Prompt:
Reproduce every item below verbatim, line for line, with nothing altered.

—————

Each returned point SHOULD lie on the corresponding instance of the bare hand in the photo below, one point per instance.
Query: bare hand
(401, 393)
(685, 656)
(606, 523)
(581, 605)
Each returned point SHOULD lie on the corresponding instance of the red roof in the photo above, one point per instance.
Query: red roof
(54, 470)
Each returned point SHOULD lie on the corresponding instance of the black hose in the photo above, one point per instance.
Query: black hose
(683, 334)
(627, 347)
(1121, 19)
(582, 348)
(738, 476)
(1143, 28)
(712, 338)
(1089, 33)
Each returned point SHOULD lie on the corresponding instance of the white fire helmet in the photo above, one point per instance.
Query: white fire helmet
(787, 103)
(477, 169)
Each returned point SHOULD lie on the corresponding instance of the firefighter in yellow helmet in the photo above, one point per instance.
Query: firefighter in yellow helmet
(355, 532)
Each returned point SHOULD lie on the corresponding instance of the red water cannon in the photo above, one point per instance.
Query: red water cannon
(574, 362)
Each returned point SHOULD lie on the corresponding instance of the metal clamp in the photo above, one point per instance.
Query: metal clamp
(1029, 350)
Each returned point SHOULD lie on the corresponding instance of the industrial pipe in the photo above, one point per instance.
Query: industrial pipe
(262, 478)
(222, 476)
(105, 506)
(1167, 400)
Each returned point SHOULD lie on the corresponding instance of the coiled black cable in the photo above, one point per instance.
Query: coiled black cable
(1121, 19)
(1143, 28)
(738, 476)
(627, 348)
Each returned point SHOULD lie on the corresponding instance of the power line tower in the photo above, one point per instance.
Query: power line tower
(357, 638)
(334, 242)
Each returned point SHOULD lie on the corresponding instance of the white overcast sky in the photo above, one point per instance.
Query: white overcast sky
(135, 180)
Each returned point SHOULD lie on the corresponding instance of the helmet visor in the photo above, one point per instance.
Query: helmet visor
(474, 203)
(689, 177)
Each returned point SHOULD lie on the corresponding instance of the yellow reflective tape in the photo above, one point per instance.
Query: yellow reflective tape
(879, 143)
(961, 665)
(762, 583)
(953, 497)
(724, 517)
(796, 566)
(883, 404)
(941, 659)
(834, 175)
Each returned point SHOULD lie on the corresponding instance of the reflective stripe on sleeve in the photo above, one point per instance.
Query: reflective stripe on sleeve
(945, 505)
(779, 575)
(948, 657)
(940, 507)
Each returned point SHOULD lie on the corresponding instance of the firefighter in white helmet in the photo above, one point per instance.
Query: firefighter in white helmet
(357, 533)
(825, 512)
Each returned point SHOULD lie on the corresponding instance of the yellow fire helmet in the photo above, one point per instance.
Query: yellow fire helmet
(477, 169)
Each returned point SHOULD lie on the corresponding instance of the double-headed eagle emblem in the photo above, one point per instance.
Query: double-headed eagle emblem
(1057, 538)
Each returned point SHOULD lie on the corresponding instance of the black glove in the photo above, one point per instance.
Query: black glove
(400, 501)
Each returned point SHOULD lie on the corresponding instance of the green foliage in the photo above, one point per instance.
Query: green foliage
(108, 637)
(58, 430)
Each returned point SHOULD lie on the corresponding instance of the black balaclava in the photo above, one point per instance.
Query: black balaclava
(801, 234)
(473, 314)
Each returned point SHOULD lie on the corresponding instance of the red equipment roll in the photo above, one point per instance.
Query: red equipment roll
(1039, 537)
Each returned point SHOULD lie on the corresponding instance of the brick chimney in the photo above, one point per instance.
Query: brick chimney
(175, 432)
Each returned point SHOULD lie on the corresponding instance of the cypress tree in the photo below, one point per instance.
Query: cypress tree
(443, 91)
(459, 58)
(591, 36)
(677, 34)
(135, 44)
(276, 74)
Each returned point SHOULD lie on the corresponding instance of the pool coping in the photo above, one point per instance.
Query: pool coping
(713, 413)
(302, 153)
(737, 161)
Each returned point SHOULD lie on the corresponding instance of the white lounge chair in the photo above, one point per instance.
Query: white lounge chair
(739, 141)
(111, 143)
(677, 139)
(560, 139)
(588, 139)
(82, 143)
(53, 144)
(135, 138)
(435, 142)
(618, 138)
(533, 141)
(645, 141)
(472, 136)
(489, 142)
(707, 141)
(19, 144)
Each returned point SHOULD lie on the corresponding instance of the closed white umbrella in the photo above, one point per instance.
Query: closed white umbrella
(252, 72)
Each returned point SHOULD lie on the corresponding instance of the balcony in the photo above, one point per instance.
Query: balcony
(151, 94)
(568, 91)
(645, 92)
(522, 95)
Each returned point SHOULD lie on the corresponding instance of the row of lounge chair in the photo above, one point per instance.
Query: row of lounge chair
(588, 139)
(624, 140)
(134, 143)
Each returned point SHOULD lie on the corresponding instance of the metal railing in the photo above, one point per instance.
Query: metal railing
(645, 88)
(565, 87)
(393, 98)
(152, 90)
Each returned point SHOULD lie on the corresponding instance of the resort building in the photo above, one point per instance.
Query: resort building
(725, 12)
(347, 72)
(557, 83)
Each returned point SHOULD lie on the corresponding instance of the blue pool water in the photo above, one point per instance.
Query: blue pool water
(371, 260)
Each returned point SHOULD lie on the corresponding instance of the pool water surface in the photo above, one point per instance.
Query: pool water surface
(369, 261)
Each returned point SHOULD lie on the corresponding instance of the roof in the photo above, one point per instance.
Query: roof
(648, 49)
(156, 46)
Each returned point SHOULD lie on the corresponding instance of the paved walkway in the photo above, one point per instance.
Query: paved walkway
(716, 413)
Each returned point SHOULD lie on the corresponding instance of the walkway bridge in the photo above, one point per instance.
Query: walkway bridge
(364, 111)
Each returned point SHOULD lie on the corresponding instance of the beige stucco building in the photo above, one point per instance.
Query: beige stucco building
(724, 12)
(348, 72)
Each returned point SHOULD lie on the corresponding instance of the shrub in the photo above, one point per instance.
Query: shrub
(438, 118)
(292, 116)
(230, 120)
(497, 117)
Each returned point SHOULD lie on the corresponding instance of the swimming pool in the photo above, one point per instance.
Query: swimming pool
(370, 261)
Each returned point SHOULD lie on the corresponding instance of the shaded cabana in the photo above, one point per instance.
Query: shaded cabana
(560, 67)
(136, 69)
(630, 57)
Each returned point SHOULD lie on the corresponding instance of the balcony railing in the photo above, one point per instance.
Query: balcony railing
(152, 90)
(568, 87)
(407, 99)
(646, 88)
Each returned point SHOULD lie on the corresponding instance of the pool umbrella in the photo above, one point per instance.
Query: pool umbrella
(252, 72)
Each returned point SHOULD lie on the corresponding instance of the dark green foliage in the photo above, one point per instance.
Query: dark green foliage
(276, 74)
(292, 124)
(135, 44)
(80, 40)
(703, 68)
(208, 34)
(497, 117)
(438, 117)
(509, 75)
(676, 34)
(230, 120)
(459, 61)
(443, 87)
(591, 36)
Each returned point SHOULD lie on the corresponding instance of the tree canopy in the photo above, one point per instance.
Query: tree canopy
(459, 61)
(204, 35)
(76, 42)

—————

Task result:
Each returned point SHOULD lie on the corresponding instance of the bare hand in the photo below, one point per instance.
Query: bare hand
(401, 393)
(685, 656)
(606, 523)
(581, 605)
Each returned point SHOULD lie on the corresponding instance of the red roof in the photo above, one point per instance.
Query: red roof
(54, 470)
Each returned point SHOULD lie on the corresponding instance of the black hose in the photo above, one point per instance.
Query: black hose
(683, 334)
(627, 347)
(1121, 19)
(582, 348)
(738, 476)
(1143, 28)
(712, 338)
(1089, 33)
Each returned point SHOULD lie on the corresponding instance of the white fire helmet in the photo above, one point per instance.
Query: white fire helmet
(787, 103)
(477, 169)
Each returned point SHOULD lie on the corresponding instance of the firefighter in yellow helmet in the photo above, one point per instance.
Query: firefighter in yellow helmet
(355, 532)
Each returned point SHOULD lie on the corresponding instance of the red water cannon in the photo above, one point per instance.
Query: red water cannon
(574, 362)
Each returned point SHOULD lie on the corresponding instance of the metal clamp in the photo above, one point per instance.
Query: metal clamp
(1029, 350)
Each returned point SHOULD lie on the corresponding instance of the industrial pipe in the photo above, one point per instance.
Query: industrial pipe
(262, 478)
(222, 476)
(105, 506)
(1167, 400)
Each returned point SHOULD lie on the corresponding instance of the coiled black cable in the photo above, one point per instance.
Query: coiled black cable
(1121, 19)
(1143, 28)
(738, 476)
(627, 348)
Each returned point SHOULD lie on the corresponding instance of the power line tower in the photo above, one point per instance.
Query: power line tower
(357, 638)
(334, 242)
Each returned point SHOULD lie on the corresponding instance of the white overcast sky in the photo above, one point per instance.
Query: white overcast sky
(135, 180)
Each returned point SHOULD lie on the corresponding instance of the helmet visor in the photo above, one point per instance.
Query: helmet visor
(474, 203)
(689, 177)
Each returned point SHOULD lie on the corresponding instance of the yellow reflective tape in the photo above, one point per instance.
Query: yellow reflective tape
(879, 143)
(961, 665)
(762, 583)
(953, 497)
(724, 517)
(796, 566)
(883, 404)
(941, 659)
(834, 175)
Each returned point SHOULD lie on the corresponding instance of the reflective stripe on sleeve in the photo above, one point per instance.
Query: reflective stripe on sleeve
(945, 505)
(779, 575)
(948, 657)
(940, 507)
Each returned point SHOULD lie on the corresponding instance of the firefighter in white helmet in the photo above, one point per instance.
Query: firefighter in white helmet
(357, 533)
(825, 512)
Each returned point SHOULD lie on the corresponding instance of the yellow fire helmet in the photo above, one point per instance.
Query: yellow fire helmet
(477, 169)
Each returned point SHOULD lie on the corresponding instance of the double-headed eagle emblem in the photo above, one point per instance.
Query: double-headed eagle emblem
(1057, 538)
Each returned point SHOULD lie on the corresponding instance of the black glove in the photo above, one point per instance.
Query: black glove
(400, 501)
Each returned point SHOULD lie on the corresponding instance of the green foliage in the photo above, one point per instance.
Query: green foliage
(108, 637)
(58, 430)
Each returned point SHOULD lie on the corresponding instance of the black balaclava in the photo above, one point per instance.
Query: black balaclava
(801, 234)
(473, 314)
Each returned point SHOULD lie on the corresponding instance of the red equipment roll in the photo above, one point per instance.
Query: red equipment roll
(1039, 537)
Each returned point SHOULD lie on the corresponding instance of the brick chimney in the photo above, one point per instance.
Query: brick chimney
(175, 432)
Each returned point SHOULD lie on the corresponding instance of the cypress tree in the photo below, one point per instance.
Query: cypress tree
(443, 91)
(459, 58)
(591, 36)
(677, 34)
(135, 44)
(276, 74)
Each returned point SHOULD lie on the corresponding instance of the pool coping in the photo above, one point per instance.
Query: pool coping
(713, 413)
(302, 153)
(737, 161)
Each returned point SHOULD lie on the corresponding instance of the white lounge chair in the photo above, one point per instance.
Query: white lounge chair
(739, 141)
(111, 143)
(677, 139)
(560, 139)
(588, 139)
(82, 143)
(53, 144)
(135, 138)
(435, 142)
(618, 138)
(533, 141)
(645, 141)
(472, 136)
(489, 142)
(707, 141)
(19, 144)
Each returned point SHOULD lie on the corresponding instance of the closed white umbrella in the photo above, one point per instance.
Query: closed white umbrella
(252, 72)
Each returned point SHOULD lie on the corresponding instance of the balcony in the photo above, one point per instance.
Query: balcony
(151, 94)
(568, 91)
(645, 92)
(522, 95)
Each returned point SHOULD lie on the corresponding instance of the row of lounge chair in the photo above, one point per instance.
Query: row of lounge chair
(588, 139)
(624, 140)
(134, 143)
Each returned point SHOULD lie on the corresponding instance of the metal railing in the photo above, one point per instance.
Query: metal railing
(645, 88)
(565, 87)
(393, 98)
(152, 90)
Each returned point SHOULD lie on the corresponding instance of the resort building in the photo above, one point per instance.
Query: resort building
(725, 12)
(347, 72)
(557, 83)
Each returned point SHOULD lie on the corresponding instance of the blue pool water in the photo above, one point per instance.
Query: blue pool water
(371, 260)
Each returned point SHOULD lie on the corresponding instance of the pool water surface in the photo above, one point per instance.
Query: pool water surface
(369, 261)
Each returned point SHOULD lie on the corresponding instance of the roof in the photo above, one point per instance.
Query: roof
(648, 49)
(156, 46)
Each returned point SHOULD lie on the corresponding instance of the paved walkway in the photo above, one point per instance.
Query: paved walkway
(716, 413)
Each returned point SHOULD lie on the corresponding instance of the walkway bridge in the photo above, one point per instance.
Query: walkway bridge
(364, 111)
Each returned point SHOULD lie on the corresponding instance of the beige stucco building in the photo above, one point per instance.
Query: beige stucco building
(724, 12)
(348, 72)
Each returned point SHOULD lie on the corresponding instance of the shrub in the photo above, one point per instance.
Query: shrub
(438, 118)
(292, 116)
(230, 120)
(497, 117)
Each returned point SHOULD lie on the corresponding instance of the swimming pool in the photo above, one point per instance.
Query: swimming pool
(370, 261)
Each returned point SHOULD lie on the corresponding instance of the shaded cabana in the photo above, one point per instance.
Query: shaded cabana
(560, 67)
(136, 69)
(630, 57)
Each returned point SHOULD lie on the corresponding instance of the balcony railing in the photo above, one point per instance.
Query: balcony railing
(152, 90)
(568, 87)
(407, 99)
(646, 88)
Each returned point SHOULD lie on the corresponding instance of the pool umbrella in the photo above, one point per instance.
Query: pool umbrella
(252, 72)
Each returned point SHOULD lie on the corresponding instance of the dark green foliage in the photo above, one point per instance.
Query: dark green foliage
(276, 74)
(292, 124)
(135, 44)
(80, 40)
(703, 68)
(208, 34)
(497, 117)
(438, 117)
(509, 75)
(676, 34)
(230, 120)
(459, 61)
(443, 87)
(591, 36)
Each returned point SHOULD lie on the corresponding instance of the tree canopy in the photo above, one point per instance.
Query: tree canopy
(459, 61)
(204, 35)
(76, 42)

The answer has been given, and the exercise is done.